Please copy the records from the start up to and including the line with "246 240 429 275", swapping "Show me" for "Locate" and changing nothing else.

--- Rows ---

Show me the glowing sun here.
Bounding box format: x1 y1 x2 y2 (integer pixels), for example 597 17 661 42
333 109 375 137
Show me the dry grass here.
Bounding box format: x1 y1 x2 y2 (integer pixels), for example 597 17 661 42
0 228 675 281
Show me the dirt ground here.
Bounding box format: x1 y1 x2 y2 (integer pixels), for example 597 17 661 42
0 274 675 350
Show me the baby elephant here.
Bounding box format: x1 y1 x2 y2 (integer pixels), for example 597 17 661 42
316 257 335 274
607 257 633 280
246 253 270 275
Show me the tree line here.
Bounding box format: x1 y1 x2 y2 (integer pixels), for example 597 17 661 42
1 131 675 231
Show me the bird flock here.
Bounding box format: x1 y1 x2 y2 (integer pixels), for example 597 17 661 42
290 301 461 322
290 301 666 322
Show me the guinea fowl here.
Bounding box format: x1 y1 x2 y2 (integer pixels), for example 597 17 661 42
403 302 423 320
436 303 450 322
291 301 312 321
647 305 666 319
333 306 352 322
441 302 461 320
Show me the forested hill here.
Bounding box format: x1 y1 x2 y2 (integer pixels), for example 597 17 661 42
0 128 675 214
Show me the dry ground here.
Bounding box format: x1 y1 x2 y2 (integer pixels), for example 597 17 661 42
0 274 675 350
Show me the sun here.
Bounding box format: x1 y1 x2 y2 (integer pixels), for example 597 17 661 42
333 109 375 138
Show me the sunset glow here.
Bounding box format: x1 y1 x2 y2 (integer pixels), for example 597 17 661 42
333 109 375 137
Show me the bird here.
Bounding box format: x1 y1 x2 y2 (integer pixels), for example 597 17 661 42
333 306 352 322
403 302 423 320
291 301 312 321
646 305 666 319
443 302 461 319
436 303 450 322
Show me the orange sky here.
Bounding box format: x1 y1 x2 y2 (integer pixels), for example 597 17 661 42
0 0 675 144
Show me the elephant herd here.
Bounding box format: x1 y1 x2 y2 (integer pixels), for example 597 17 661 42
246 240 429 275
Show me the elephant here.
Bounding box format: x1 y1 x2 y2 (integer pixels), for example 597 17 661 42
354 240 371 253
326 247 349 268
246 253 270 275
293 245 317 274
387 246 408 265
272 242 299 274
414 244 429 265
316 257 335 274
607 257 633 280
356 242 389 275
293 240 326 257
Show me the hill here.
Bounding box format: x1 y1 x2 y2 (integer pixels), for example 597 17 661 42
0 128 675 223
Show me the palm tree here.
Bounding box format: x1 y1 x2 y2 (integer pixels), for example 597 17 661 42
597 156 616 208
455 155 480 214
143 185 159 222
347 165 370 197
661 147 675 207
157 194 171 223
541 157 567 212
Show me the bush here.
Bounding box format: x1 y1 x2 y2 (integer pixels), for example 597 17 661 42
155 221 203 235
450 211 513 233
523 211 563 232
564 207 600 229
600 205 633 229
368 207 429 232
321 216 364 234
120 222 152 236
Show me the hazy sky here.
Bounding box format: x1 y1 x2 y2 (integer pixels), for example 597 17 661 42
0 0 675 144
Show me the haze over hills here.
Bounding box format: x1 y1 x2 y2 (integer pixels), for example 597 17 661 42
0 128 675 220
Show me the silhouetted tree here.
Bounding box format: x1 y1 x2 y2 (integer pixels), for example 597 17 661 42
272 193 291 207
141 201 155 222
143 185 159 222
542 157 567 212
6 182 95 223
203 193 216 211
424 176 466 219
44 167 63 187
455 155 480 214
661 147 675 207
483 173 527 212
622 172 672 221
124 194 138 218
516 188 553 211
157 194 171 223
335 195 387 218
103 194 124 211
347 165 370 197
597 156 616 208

---

### Expected answer
Locate the glowing sun here.
Bounding box format: x1 y1 x2 y2 (integer pixels), for example 597 17 661 42
333 109 375 137
Locate the dry grass here.
Bounding box format: x1 y1 x2 y2 (integer pixels), for example 597 17 661 42
0 228 675 281
Locate the dirt ground here.
Bounding box format: x1 y1 x2 y2 (integer pixels), for example 597 17 661 42
0 274 675 350
Locate the baby elephant here.
Bounding box format: x1 y1 x2 y2 (integer pixels), for example 597 17 661 42
316 257 335 274
607 257 633 280
246 253 270 275
Locate the tree line here.
Bounding box format: x1 y1 x2 y2 (integer pixels), for example 597 17 661 42
1 131 675 231
Locate the bird flock here.
Bounding box format: x1 y1 x2 y2 (integer pixels), for example 597 17 661 42
290 301 461 322
290 301 666 322
Locate the guinea fowl here.
Bounding box format: x1 y1 x2 y2 (integer pixels), for example 597 17 661 42
403 302 423 320
436 303 450 322
291 301 312 321
647 305 666 319
333 306 352 322
441 302 461 320
Locate the forested hill here.
Bounding box format: x1 y1 x2 y2 (integer pixels), for example 597 17 661 42
0 128 675 214
Locate the dry ground here.
Bounding box format: x1 y1 x2 y2 (integer pixels), for example 597 17 661 42
0 274 675 350
Locate the sun here.
Bounding box format: x1 y1 x2 y2 (integer pixels), for example 597 17 661 42
333 109 375 138
Locate the sunset glow here.
Bounding box format: x1 y1 x2 y2 (integer pixels), for example 597 17 661 42
333 109 375 137
Locate the bird here.
Bounding box format: x1 y1 x2 y2 (integer pixels), for example 597 17 661 42
333 306 352 322
403 302 423 320
291 301 312 321
646 305 666 319
443 302 461 319
436 303 450 322
Locate the orange sky here.
Bounding box format: x1 y1 x2 y2 (integer pixels), for example 597 17 661 42
0 0 675 144
Locate the elephant herd here.
Bounding box format: x1 y1 x2 y2 (integer pixels), for example 597 17 661 42
246 240 429 275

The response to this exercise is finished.